Dataset entries

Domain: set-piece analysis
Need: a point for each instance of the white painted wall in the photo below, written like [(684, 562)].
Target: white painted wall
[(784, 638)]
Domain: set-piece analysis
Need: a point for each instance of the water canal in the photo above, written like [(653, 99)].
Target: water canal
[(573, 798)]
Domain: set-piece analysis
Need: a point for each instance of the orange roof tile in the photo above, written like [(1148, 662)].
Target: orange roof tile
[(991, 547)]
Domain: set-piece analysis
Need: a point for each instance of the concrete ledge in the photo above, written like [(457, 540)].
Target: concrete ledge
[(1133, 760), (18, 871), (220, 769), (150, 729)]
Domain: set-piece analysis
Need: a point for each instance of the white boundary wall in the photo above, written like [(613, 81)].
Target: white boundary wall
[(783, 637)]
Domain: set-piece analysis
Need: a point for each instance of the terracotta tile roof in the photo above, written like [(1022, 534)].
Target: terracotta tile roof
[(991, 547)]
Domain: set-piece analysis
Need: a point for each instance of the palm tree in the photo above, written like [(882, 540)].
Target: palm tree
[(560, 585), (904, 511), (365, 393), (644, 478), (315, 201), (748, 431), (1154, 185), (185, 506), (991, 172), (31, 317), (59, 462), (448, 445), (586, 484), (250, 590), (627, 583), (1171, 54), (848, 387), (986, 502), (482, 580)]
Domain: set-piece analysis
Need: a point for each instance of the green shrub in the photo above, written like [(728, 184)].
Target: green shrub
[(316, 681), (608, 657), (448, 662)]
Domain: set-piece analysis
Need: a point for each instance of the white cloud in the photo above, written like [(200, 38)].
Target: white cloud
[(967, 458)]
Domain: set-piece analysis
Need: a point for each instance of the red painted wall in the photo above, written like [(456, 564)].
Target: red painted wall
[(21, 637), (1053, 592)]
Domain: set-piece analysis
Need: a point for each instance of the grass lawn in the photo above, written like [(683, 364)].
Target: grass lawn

What to work on
Retype the records in full. Keep every line identical to the original.

Solution to this problem
Domain: set-piece analysis
Need: a point for each instance of the white painted wall in the photo below, written like [(684, 562)].
Target: white painted wall
[(784, 638)]
Domain: set-piece analysis
Need: a point for each instance of the water canal in the photo above, written like [(653, 99)].
Target: water canal
[(573, 798)]
Domain: set-piece analysis
Need: a point for each instance of the orange roof tile in the photo above, written like [(1148, 662)].
Target: orange roof tile
[(991, 547)]
Domain: set-piece analysis
Need: a point for each instance of the concrete ledge in the photo above, written like [(457, 540)].
Target: concrete ledge
[(1133, 760), (18, 871), (220, 769), (150, 729)]
Domain: set-piece analysis
Need: a point for each instance of the white boundary wall in the photo above, written like [(613, 81)].
Target: white boundary wall
[(783, 637)]
Domain: set-piece analysis
Need: a point for each instance of the terracotta tile roof in the photo above, written like [(1022, 534)].
Target: terracotta tile roof
[(991, 547)]
Domain: set-piece analysis
Need: a point for each instance of the palm tree in the photo above, written like [(882, 540)].
Target: palm tree
[(560, 585), (904, 511), (365, 393), (644, 478), (315, 201), (748, 431), (1154, 185), (185, 506), (991, 172), (31, 317), (59, 462), (448, 445), (586, 484), (250, 590), (627, 583), (1171, 54), (848, 387), (986, 502), (482, 580)]
Domain: set-piece analysis
Need: a point for each instance of the green shrub in the photo above, written like [(728, 184)].
Target: green shrub
[(316, 681), (608, 657), (448, 662)]
Domain: set-piece analysis
Need: a point for each instance of the white cloud in the photo above, written like [(200, 38)].
Target: white cloud
[(967, 458)]
Domain: set-piece analysis
Need: a point for each instance of the red painted wall in the photo above, written like [(456, 564)].
Target: red painted wall
[(21, 637), (1053, 592)]
Domain: set-piece analysis
Need: a point for each instance of the grass lawn in the photo above, written like [(683, 364)].
Target: grass lawn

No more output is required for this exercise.